** START OF Provided data **

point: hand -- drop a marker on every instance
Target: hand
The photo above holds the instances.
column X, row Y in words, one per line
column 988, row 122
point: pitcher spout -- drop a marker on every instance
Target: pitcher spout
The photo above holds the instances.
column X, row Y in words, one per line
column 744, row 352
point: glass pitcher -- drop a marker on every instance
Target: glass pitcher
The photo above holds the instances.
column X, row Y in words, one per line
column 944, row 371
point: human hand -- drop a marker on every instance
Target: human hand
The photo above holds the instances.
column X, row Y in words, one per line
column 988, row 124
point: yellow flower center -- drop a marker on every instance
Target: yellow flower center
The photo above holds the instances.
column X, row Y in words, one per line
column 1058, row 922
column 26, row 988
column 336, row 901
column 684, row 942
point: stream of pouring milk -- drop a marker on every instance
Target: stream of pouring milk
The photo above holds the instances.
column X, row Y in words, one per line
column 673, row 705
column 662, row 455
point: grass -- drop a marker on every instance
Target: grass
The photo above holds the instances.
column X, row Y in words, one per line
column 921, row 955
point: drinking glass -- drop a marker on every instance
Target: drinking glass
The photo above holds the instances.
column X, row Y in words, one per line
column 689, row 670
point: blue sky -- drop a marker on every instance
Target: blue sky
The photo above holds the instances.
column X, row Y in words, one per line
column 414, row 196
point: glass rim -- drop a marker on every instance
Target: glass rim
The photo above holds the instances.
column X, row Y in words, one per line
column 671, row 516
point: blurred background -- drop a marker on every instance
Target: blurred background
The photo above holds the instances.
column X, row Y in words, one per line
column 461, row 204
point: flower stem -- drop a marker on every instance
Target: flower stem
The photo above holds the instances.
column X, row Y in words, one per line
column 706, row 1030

** END OF Provided data **

## Task requirements
Write out every line of the material above again, word for word and in the same order.

## Exercise output
point: hand -- drop a marker on every instance
Target: hand
The photo above holds the instances.
column X, row Y in words, one per line
column 988, row 122
point: pitcher spout -- drop a marker on every instance
Target: pitcher spout
The photo above holds the instances.
column X, row Y in words, one per line
column 744, row 352
point: glass pitcher -- drop a marker on every instance
Target: glass pitcher
The photo above holds the instances.
column X, row Y in words, one per line
column 944, row 371
point: human hand -- drop a marker on every instance
Target: human hand
The photo above holds the instances.
column X, row Y in words, one per line
column 988, row 124
point: yellow flower center -- drop a marker on every instance
Target: yellow flower center
The photo above holds the instances.
column X, row Y in words, one per line
column 1058, row 922
column 26, row 988
column 336, row 901
column 684, row 942
point: stream of pouring milk -- drop a marker on every instance
Target: stream of pouring milk
The photo above holds the instances.
column X, row Y in words, one per line
column 673, row 705
column 662, row 455
point: grass -- drop a marker on every instance
Target: grass
The photo above holds the instances.
column X, row Y in words, one per line
column 921, row 955
point: drinking glass -- drop a marker on every instance
Target: drinking glass
The photo above holds the instances.
column X, row Y in words, one per line
column 689, row 670
point: blue sky -- drop a marker on every instance
Target: blue sky
The photo above holds the instances.
column X, row Y in words, one per line
column 414, row 196
point: glass rim -- drop a marker on every instance
Target: glass rim
The photo above holds the instances.
column X, row Y in words, one per line
column 671, row 516
point: blurred background -- drop a marker on every instance
Target: blurred background
The photo above holds the instances.
column X, row Y in words, one per line
column 461, row 204
point: flower stem -- drop a marker on every instance
Target: flower stem
The photo above holds the instances.
column X, row Y in words, one per line
column 706, row 1030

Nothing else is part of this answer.